Write out the portion of the passage on sheep, cars, and production possibilities below, starting at "Suppose there are" and ending at "two breeds of sheep.".

### [Document excerpt]
↓↓↓

Maybe it's because we use another diagram instead? Put quantity of meat on the vertical axis, quantity of wool on the horizontal axis, draw a rectangular Production Possibilities Frontier, and the relative prices of wool and meat are determined by the slope of the indifference curve where it touches the sharp corner of the PPF. (If we wanted to talk about the price and quantity of sheep, we would need to add a third dimension for the quantity of some other good, so the PPF became nice and curvy again if you cut a diagonal slice through it along the 45 degree line between meat and wool.)
Suppose there are two different breeds of sheep. One produces lots of wool, and the other lots of meat. Shepherds switch from one breed to the second depending on the relative prices of meat and wool. Since you can have half the sheep being the one breed, and the other half being the second, the PPF is still (weakly) concave to the origin. It has two corners, and a straight downward-sloping bit between the two corners where both breeds are used.
With enough different breeds of sheep (as long as none is dominated by another breed that produces more meat and more wool for the same inputs) the PPF between meat and wool would become smooth. If there are enough different types of land (there are), with some land having a comparative advantage over other land in producing wool breeds relative to meat breeds, the PPF could be smooth even with only two breeds of sheep.
Cars are like sheep. In 1994 Mazda produced a bundle of commodities called "a '94 MX6". Mazda produced: a new car in 1994, a 1 year old car in 1995, a 2 year old car in 1996, ... and an 18 year old car that I am consuming in 2012. That's a bundle of 19 (and counting) different goods, each with its own demand curve. Those 19 different goods are not perfect substitutes for each other for two reasons: first, because an 18 year old 94 MX6 doesn't look quite as shiny as a new 94 MX6; second, because even if it were exactly as shiny as a new car, you have to wait 18 years before you get to consume the services of an 18 year old 94 MX6, while you can consume the services of a new 94 MX6 in 1994. We would need (at least) 19 different demand curves for the 94 MX6, not just the two for meat and wool. And they would get successively lower, first because it gets less shiny as it ages, and second because of positive real interest rates. And we would add them all up vertically to get the 1994 demand curve for the whole bundle, which someone bought. And that someone (the first owner) consumed some of that bundle, and sold the remaining bundle to a second person (the second owner), who consumed some more goods in the remaining bundle...and sold the remaining bundle to me.

↑↑↑

### [Records shown]
↓↓↓

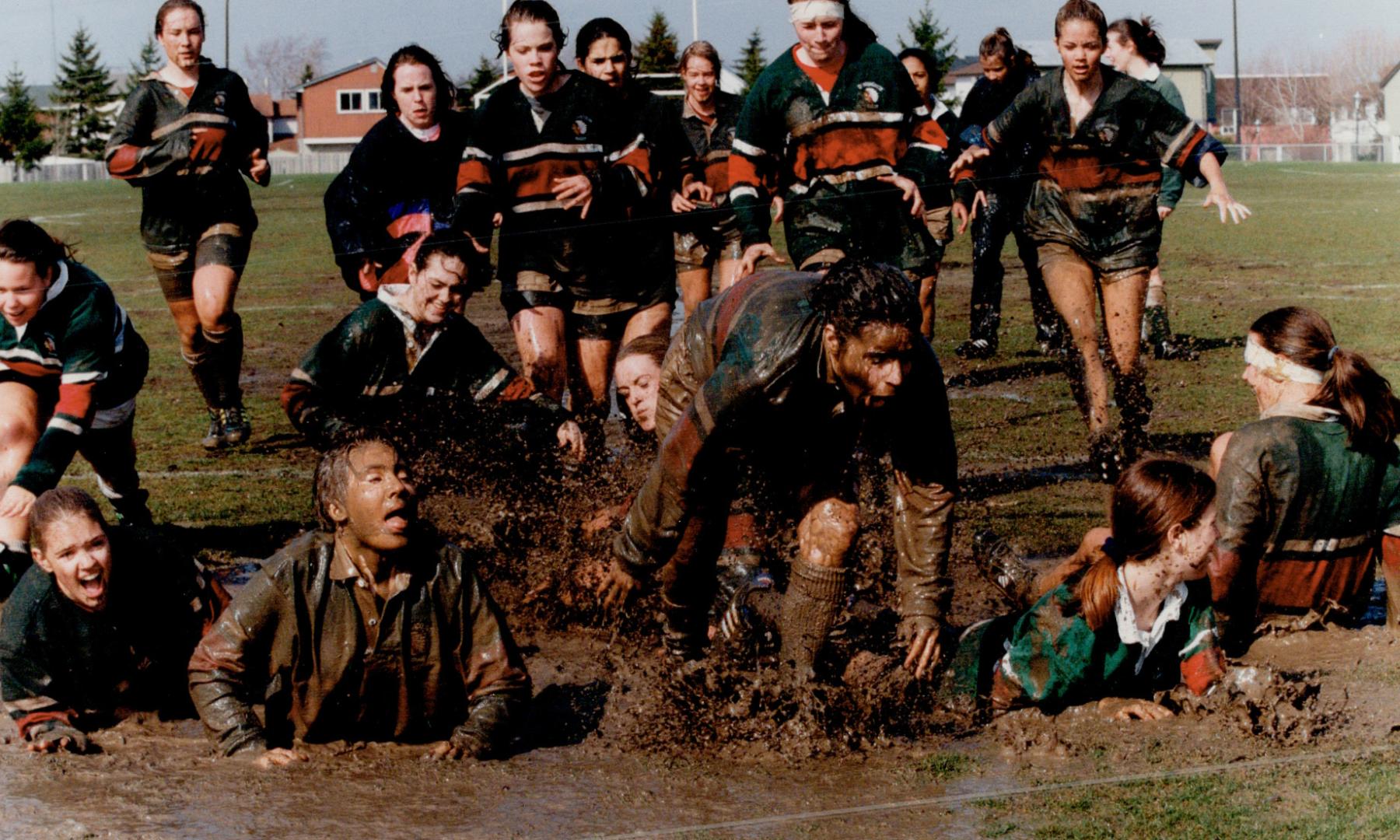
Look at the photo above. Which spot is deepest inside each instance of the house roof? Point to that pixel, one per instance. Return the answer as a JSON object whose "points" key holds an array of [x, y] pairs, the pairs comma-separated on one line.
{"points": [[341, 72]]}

↑↑↑
↓↓↓

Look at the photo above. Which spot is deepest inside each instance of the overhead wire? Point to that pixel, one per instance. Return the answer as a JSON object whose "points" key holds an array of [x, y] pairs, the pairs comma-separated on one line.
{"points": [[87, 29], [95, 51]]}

↑↑↑

### [Reply to the task]
Suppose there are two different breeds of sheep. One produces lots of wool, and the other lots of meat. Shepherds switch from one breed to the second depending on the relative prices of meat and wool. Since you can have half the sheep being the one breed, and the other half being the second, the PPF is still (weakly) concave to the origin. It has two corners, and a straight downward-sloping bit between the two corners where both breeds are used.
With enough different breeds of sheep (as long as none is dominated by another breed that produces more meat and more wool for the same inputs) the PPF between meat and wool would become smooth. If there are enough different types of land (there are), with some land having a comparative advantage over other land in producing wool breeds relative to meat breeds, the PPF could be smooth even with only two breeds of sheep.